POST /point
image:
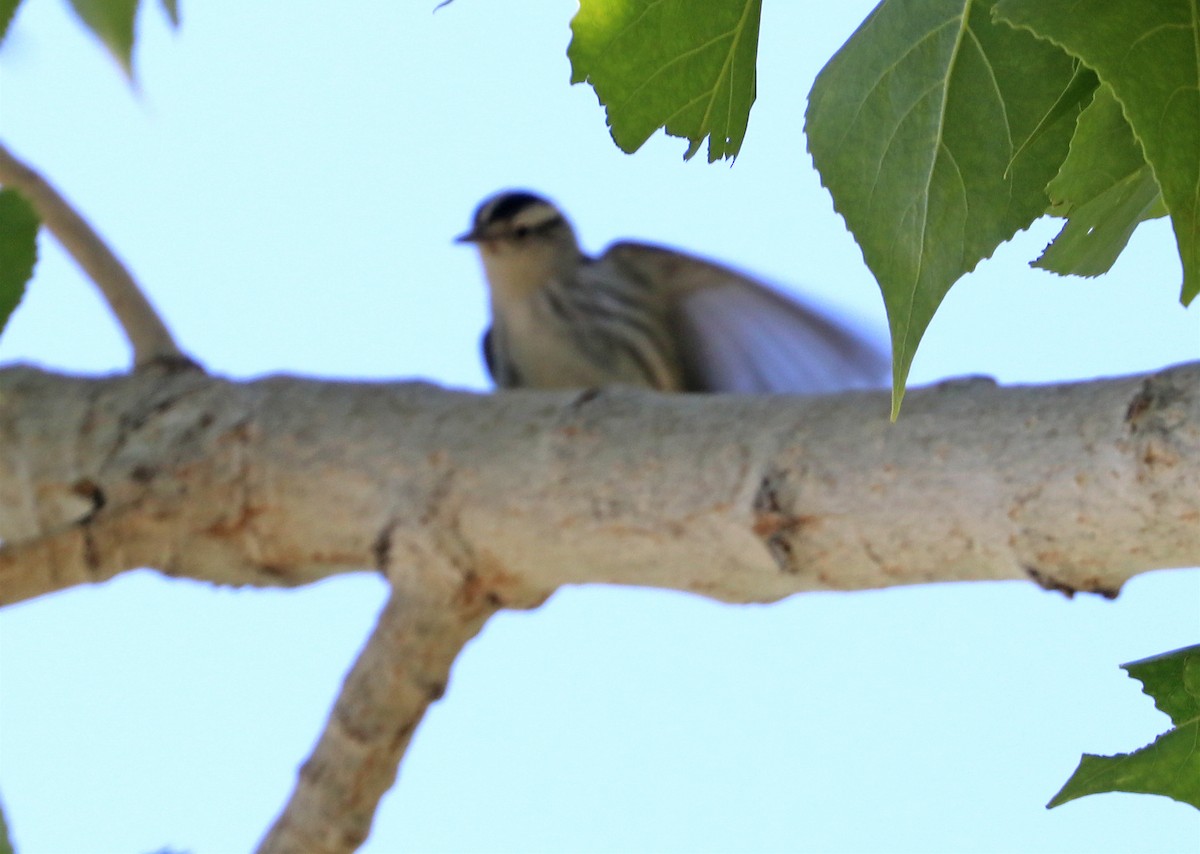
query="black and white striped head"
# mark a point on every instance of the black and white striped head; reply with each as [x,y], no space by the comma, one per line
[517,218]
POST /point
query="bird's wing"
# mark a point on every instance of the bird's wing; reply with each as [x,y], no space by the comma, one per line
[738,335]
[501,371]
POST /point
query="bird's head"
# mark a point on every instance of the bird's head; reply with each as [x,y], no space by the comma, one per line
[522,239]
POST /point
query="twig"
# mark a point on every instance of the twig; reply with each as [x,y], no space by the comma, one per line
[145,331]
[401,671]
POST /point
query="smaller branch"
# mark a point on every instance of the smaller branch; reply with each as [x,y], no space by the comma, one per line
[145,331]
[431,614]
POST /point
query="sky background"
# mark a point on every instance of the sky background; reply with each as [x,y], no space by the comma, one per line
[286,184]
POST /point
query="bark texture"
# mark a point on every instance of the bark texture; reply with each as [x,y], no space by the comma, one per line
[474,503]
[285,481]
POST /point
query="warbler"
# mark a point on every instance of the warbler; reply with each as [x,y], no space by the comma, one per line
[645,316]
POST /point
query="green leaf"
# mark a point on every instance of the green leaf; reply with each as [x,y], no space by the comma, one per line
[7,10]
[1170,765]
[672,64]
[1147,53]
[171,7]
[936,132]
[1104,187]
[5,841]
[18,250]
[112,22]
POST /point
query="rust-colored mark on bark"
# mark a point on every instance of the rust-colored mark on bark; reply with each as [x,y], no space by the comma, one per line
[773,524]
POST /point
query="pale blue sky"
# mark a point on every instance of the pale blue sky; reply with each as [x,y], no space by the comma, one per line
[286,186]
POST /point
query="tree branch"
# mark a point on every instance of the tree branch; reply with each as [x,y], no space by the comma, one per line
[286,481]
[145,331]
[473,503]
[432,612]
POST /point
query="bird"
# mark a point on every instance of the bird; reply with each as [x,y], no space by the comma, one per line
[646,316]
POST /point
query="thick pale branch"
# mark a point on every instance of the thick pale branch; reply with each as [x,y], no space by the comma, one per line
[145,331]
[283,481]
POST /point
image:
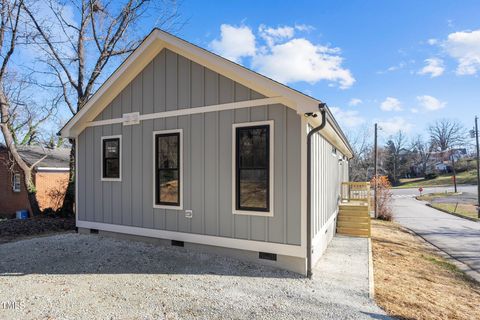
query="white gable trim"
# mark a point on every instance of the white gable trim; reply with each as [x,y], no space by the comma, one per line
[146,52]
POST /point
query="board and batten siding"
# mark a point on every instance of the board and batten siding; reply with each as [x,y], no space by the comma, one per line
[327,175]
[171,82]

REQUIREMENTS: Report how many lines of the material contain the string "colored", counting case. Give only the number.

TASK RESPONSE: 2